---- DOCUMENT

Alexa rank web sites according to popularity. Below are some instructions on how to run an application that will provide the Alexa rankings as a RESTful API.
- Mongo 3.4.9
- Java 1.8
- apache-maven-3.5.0
Development was done on an elderly macbook, Darwin Kernel Version 16.7.0.
Import one million records into mongo.
bash-3.2$ sudo mongoimport --type=csv --headerline -c=rankings --file=src/main/resources/top-1m.csv
Start the mongo daemon
mongod
And then use the mongo shell to run a test query, similar to one that the API will need to support.
> db.rankings.find( { domain: /^bbc.co/ } )
There should be two records in the result set.
The key dependencies in the pom are show below.
<parent>
<groupId>org.springframework.boot</groupId>
<artifactId>spring-boot-starter-parent</artifactId>
<version>1.5.7.RELEASE</version>
</parent>
<dependencies>
<dependency>
<groupId>org.springframework.boot</groupId>
<artifactId>spring-boot-starter-web</artifactId>
</dependency>
<dependency>
<groupId>org.springframework.boot</groupId>
<artifactId>spring-boot-starter-test</artifactId>
<scope>test</scope>
</dependency>
<dependency>
<groupId>org.springframework.boot</groupId>
<artifactId>spring-boot-starter-data-mongodb</artifactId>
</dependency>
</dependencies>
Once built with maven as a clean package, the app was run as a jar
java -jar target/gs-rest-service-0.1.0.jar
The console output from Spring Boot should be something similar to
number of records found: 1000000
2017-10-08 22:17:42.987 INFO 807 --- [main] net.fnarg.api.Application: Started Application in 17.238 seconds
The number of records is calculated by DbReader.java and is there to tell us that Spring was able to connect to mongo and find the rankings collection.

--------
---- DATA SECTION

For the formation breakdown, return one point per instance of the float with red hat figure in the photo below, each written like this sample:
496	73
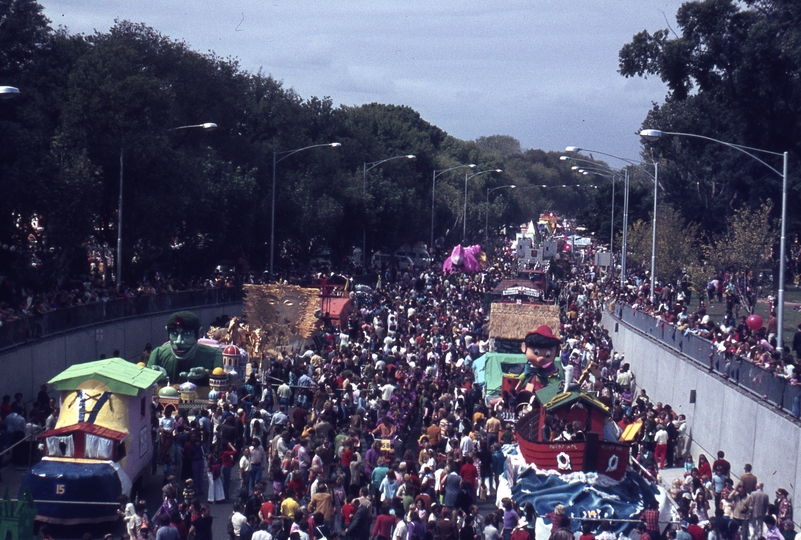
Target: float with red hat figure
586	472
552	399
101	446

--------

§ **REQUIRED TASKS**:
(1) Answer these questions about the Alexa rankings API instructions:
(a) Which version of Mongo is listed as a requirement?
(b) How many records should the test query for bbc.co return?
(c) According to the console output, how many seconds did the application take to start?
(2) Resume the Alexa rankings API instructions, continuing from their last sentence.

§ **RESULTS OF THE EXERCISE**:
(1)
(a) Mongo 3.4.9
(b) Two
(c) 17.238 seconds

(2)
To test that Spring Boot is ready, let's run the same bbc.co query over http.
bash-3.2$ curl -v http://localhost:8080/rankings?query=bbc.co
> GET /rankings?query=bbc.co HTTP/1.1
> Host: localhost:8080
> User-Agent: curl/7.54.0
> Accept: */*
< HTTP/1.1 200
< Content-Type: application/json;charset=UTF-8
< Transfer-Encoding: chunked
< Date: Sun, 08 Oct 2017 21:39:33 GMT
[{
"rank": 102,
"domain": "bbc.co.uk"
}, {
"rank": 106,
"domain": "bbc.com"
}]
Happy searching!